- RECORDS TO PROCESS:
==============================

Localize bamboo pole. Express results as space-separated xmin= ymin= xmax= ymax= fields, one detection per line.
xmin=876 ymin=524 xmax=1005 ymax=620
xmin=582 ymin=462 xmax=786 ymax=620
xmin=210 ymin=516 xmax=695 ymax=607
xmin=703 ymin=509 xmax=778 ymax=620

==============================

- THE TASK: Lay out the records above as a Markdown table with two columns, Row and Line, that numbers each line and omits blank lines.

- COMPLETED TASK:
| Row | Line |
|---|---|
| 1 | Localize bamboo pole. Express results as space-separated xmin= ymin= xmax= ymax= fields, one detection per line. |
| 2 | xmin=876 ymin=524 xmax=1005 ymax=620 |
| 3 | xmin=582 ymin=462 xmax=786 ymax=620 |
| 4 | xmin=210 ymin=516 xmax=695 ymax=607 |
| 5 | xmin=703 ymin=509 xmax=778 ymax=620 |